ATI’s production was ably directed by Jeff Stockberger, who not only found the consistent laughs in the theatrical warhorse, but also the humanity that made us care about the people on stage.
Stockberger is also involved in the Beef & Boards’ production of “The Odd Couple” (through Feb. 8), this time starring instead of directing. Also returning are some of the supporting players from ATI’s production. But the results are very different.
The premise of this Broadway smash is simple. Neat freak Felix (the reliable Eddie Curry), tossed out by his wife, moves in with slob friend Oscar Madison (Stockberger), whose wife threw him out not so long ago. The two attempt to navigate life together and, ideally, high hilarity results.
Not the case here, where cheap laughs are solicited by Stockberger's mugging, movement often feels dictated instead of organic, and the Pigeon Sisters seem directed and cast to become nearly identical instead of delightfully individual. Many of the play’s showcase moments—including the “now it’s garbage” plate throw—feel cautiously blocked instead of spontaneous. Here's hoping more peformances help sharpen matters.
In the door-slamming farces that Beef & Boards often uses to fill its non-musical slots, overtly playing for laughs isn’t such a problem. But Neil Simon’s works require a different approach to maximize their pleasures. Sure, Simon packs his plays with solidly built one-liners. But those don't exist in a vacuum. They play best when they come from characters we care about: They are a lot funnier when they aren't underlined, bolded and italicized.

**Given entries:**

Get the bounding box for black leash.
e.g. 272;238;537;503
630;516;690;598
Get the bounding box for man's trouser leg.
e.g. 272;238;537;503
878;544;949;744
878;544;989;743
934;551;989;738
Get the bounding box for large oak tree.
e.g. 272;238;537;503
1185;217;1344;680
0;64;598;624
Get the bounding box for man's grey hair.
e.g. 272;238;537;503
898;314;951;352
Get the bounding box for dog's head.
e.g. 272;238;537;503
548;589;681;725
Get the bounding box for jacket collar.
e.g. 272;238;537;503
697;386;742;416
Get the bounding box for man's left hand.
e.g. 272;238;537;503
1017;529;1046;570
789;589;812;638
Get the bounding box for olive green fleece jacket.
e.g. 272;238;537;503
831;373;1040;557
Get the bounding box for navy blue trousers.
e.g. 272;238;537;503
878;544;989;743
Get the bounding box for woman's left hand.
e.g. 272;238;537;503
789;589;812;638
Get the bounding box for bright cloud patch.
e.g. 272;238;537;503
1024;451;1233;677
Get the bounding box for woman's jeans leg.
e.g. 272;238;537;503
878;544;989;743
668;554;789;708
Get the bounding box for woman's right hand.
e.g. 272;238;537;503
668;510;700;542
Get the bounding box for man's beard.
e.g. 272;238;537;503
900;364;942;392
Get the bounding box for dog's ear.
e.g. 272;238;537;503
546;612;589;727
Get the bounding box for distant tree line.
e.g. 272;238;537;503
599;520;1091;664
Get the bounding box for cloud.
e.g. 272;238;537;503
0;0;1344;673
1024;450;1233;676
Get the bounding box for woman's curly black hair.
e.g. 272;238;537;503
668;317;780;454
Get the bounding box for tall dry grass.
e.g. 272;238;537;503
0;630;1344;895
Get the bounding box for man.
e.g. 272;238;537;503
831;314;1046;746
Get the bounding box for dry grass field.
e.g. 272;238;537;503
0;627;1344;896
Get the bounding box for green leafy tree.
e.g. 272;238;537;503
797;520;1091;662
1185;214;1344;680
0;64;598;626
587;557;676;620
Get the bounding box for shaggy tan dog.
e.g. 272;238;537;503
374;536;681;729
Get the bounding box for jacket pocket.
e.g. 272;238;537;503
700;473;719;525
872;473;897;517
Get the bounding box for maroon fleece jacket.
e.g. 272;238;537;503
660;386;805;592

**Directive 1:** List every person the review names with both a first and a last name.
**Directive 2:** Rename "supporting players" to "supporting actors" in the part of the review that opens with the words containing "ATI’s production was" and closes with "high hilarity results.", and write that part out.
The rows have nothing to do with the review.

**Answer 1:** Jeff Stockberger, Eddie Curry, Oscar Madison, Neil Simon

**Answer 2:**
ATI’s production was ably directed by Jeff Stockberger, who not only found the consistent laughs in the theatrical warhorse, but also the humanity that made us care about the people on stage.
Stockberger is also involved in the Beef & Boards’ production of “The Odd Couple” (through Feb. 8), this time starring instead of directing. Also returning are some of the supporting actors from ATI’s production. But the results are very different.
The premise of this Broadway smash is simple. Neat freak Felix (the reliable Eddie Curry), tossed out by his wife, moves in with slob friend Oscar Madison (Stockberger), whose wife threw him out not so long ago. The two attempt to navigate life together and, ideally, high hilarity results.